TASK GOAL |
Would you output the whole listing below, exactly as it reads?

— begin RAW DATA —

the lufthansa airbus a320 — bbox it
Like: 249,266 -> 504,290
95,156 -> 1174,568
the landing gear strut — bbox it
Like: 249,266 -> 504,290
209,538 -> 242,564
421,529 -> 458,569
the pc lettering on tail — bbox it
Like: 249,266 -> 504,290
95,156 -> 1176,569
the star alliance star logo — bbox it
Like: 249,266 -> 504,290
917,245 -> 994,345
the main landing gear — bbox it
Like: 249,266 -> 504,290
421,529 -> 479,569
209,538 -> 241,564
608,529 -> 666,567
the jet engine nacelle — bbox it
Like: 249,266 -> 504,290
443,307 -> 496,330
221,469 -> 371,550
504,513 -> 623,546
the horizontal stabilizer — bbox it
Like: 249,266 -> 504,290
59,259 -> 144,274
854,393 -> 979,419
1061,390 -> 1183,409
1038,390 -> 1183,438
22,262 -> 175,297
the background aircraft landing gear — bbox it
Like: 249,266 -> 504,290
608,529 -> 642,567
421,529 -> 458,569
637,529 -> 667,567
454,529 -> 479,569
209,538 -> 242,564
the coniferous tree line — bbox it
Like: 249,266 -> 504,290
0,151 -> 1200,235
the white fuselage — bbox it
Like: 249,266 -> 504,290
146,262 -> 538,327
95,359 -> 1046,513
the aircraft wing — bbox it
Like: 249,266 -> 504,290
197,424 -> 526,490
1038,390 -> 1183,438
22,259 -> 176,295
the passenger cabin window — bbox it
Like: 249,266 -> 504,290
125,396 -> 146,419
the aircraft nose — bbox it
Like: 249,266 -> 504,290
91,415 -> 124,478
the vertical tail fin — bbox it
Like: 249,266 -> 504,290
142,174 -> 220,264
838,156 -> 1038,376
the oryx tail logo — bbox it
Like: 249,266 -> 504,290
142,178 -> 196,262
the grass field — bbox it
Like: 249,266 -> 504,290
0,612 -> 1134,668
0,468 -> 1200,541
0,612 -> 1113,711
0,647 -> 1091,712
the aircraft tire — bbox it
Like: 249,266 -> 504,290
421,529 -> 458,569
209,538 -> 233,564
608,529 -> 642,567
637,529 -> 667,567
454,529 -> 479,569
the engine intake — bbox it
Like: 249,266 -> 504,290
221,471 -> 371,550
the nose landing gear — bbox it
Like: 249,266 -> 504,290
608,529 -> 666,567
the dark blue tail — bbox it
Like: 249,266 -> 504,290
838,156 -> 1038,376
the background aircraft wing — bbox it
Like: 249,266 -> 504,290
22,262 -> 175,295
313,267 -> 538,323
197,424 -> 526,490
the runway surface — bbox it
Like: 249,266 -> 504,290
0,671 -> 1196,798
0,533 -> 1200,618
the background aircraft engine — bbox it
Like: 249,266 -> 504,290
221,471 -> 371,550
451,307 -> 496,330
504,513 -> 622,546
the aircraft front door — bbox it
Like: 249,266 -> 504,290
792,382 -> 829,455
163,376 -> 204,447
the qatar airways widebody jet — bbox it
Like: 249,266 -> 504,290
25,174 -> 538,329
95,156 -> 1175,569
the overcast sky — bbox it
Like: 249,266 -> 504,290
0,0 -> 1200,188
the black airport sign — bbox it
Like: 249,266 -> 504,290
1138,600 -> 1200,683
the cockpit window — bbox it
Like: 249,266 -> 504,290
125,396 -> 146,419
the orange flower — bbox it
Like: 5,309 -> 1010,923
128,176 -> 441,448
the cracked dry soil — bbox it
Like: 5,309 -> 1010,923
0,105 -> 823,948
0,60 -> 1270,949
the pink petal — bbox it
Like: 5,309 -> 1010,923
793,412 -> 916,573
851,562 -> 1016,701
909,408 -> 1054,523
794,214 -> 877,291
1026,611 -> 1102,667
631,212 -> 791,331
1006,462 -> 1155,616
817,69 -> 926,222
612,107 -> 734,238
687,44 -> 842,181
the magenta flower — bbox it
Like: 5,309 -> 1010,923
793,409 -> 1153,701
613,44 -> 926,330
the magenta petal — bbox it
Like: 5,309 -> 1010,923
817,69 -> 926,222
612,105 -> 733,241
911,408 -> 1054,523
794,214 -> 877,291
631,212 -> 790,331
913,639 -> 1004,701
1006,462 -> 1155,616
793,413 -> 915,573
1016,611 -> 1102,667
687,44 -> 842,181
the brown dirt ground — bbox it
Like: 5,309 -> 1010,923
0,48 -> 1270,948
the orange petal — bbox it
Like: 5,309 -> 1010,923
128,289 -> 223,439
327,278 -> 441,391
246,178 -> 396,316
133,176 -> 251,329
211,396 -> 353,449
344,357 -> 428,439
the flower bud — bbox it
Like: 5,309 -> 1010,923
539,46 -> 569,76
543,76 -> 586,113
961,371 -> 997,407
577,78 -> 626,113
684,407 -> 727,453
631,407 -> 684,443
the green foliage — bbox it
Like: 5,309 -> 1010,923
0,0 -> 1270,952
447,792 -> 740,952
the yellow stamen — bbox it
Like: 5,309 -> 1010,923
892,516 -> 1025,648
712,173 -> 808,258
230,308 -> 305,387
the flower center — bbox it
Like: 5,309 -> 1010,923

— end RAW DATA —

RESPONSE TO THE EXERCISE |
the lufthansa airbus a320 — bbox it
Like: 249,266 -> 504,290
95,156 -> 1174,568
the landing gear strut — bbox it
Like: 249,266 -> 504,290
209,538 -> 242,564
421,529 -> 458,569
the pc lettering on tail — bbox it
Like: 249,266 -> 504,290
95,156 -> 1176,569
the star alliance star logo — bbox it
Like: 249,266 -> 504,290
917,245 -> 994,345
the main landing gear — bbox it
Like: 249,266 -> 504,290
421,529 -> 479,569
209,538 -> 241,564
608,529 -> 666,567
the jet engine nacelle — bbox it
Like: 249,266 -> 504,290
443,307 -> 496,330
221,469 -> 371,550
504,513 -> 623,546
the horizontal stabilizer — bbox it
Like: 249,266 -> 504,290
59,259 -> 144,274
854,393 -> 979,419
1061,390 -> 1183,409
1038,390 -> 1183,438
22,262 -> 175,297
the background aircraft landing gear — bbox it
Like: 249,266 -> 504,290
608,529 -> 642,567
421,529 -> 458,569
637,529 -> 667,567
454,529 -> 479,569
209,538 -> 242,564
the coniferous tree line — bbox it
Like: 249,266 -> 504,290
0,151 -> 1200,235
the white fuselage — bbox it
Like: 249,266 -> 504,290
146,262 -> 538,327
95,359 -> 1046,513
the aircraft wing — bbox it
Like: 249,266 -> 504,290
197,424 -> 526,490
1038,390 -> 1183,438
22,259 -> 176,295
the passenger cabin window — bbox it
Like: 249,266 -> 504,290
125,396 -> 146,419
the aircraft nose — bbox it
Like: 249,266 -> 504,290
91,415 -> 124,478
the vertical tail fin — bbox it
Like: 249,266 -> 504,290
142,174 -> 220,264
838,156 -> 1038,376
the oryx tail logo — bbox it
Like: 249,266 -> 504,290
142,178 -> 196,262
the grass field — bbox it
Like: 249,266 -> 504,290
0,612 -> 1134,668
0,468 -> 1200,541
0,612 -> 1113,711
0,647 -> 1091,712
the aircraft tire — bbox it
Like: 249,266 -> 504,290
421,529 -> 458,569
209,538 -> 233,564
608,529 -> 642,567
637,529 -> 667,567
454,529 -> 479,569
the engine intake — bbox it
Like: 249,266 -> 504,290
221,471 -> 371,550
the nose landing gear — bbox it
Like: 249,266 -> 504,290
608,529 -> 666,567
the dark blue tail — bbox it
Like: 249,266 -> 504,290
838,156 -> 1038,376
the background aircraft wing — bbox it
Like: 249,266 -> 504,290
22,262 -> 175,295
313,267 -> 538,323
197,424 -> 526,490
the runway surface — bbox it
Like: 249,266 -> 504,290
0,671 -> 1196,798
0,533 -> 1200,618
the background aircraft engine — bbox it
Like: 249,266 -> 504,290
221,471 -> 371,550
451,307 -> 496,330
504,513 -> 622,546
the aircraft front door — bbox it
Like: 249,266 -> 504,290
792,382 -> 829,455
163,376 -> 204,447
the qatar airways widebody jet — bbox it
Like: 249,266 -> 504,290
25,174 -> 538,329
95,156 -> 1175,569
the overcast sky — bbox it
Like: 249,266 -> 504,290
0,0 -> 1200,188
the black airport sign — bbox it
Like: 249,266 -> 504,290
1138,600 -> 1200,683
the cockpit window — bbox it
Like: 249,266 -> 504,290
125,396 -> 146,419
the orange flower — bbox it
Like: 5,309 -> 1010,923
128,176 -> 441,448
the cracked dry soil — bbox it
Like: 5,309 -> 1010,923
0,105 -> 823,948
0,60 -> 1270,949
the pink petal — bbox it
Like: 5,309 -> 1010,923
793,412 -> 916,573
851,562 -> 1016,701
909,408 -> 1054,523
794,214 -> 877,291
1026,611 -> 1102,667
631,212 -> 791,331
1006,462 -> 1155,616
817,69 -> 926,222
612,107 -> 734,238
687,44 -> 842,181
the magenta flower — bbox it
Like: 5,309 -> 1010,923
793,409 -> 1153,701
613,44 -> 926,330
the magenta petal — bbox it
Like: 5,309 -> 1010,923
817,69 -> 926,222
612,105 -> 733,241
911,408 -> 1054,523
794,214 -> 877,291
631,212 -> 790,331
913,639 -> 1004,701
1006,462 -> 1155,616
793,413 -> 915,573
1016,611 -> 1102,667
687,44 -> 842,181
the brown dirt ground — bbox it
Like: 5,309 -> 1010,923
0,48 -> 1270,948
the orange petal — bbox it
Like: 5,309 -> 1010,923
128,289 -> 223,439
327,278 -> 441,391
246,178 -> 396,316
133,176 -> 251,329
211,396 -> 353,449
344,357 -> 428,439
the flower bud — bbox it
Like: 5,309 -> 1010,923
539,46 -> 569,76
543,76 -> 586,113
961,371 -> 997,407
577,78 -> 626,113
684,407 -> 727,453
631,407 -> 684,443
the green foliage — bbox it
Like: 5,309 -> 1010,923
0,0 -> 1270,952
447,792 -> 740,952
the yellow stamen — bbox it
Like: 5,309 -> 1010,923
892,516 -> 1025,648
712,173 -> 808,258
230,308 -> 305,387
the flower center — bbox it
Like: 5,309 -> 1010,923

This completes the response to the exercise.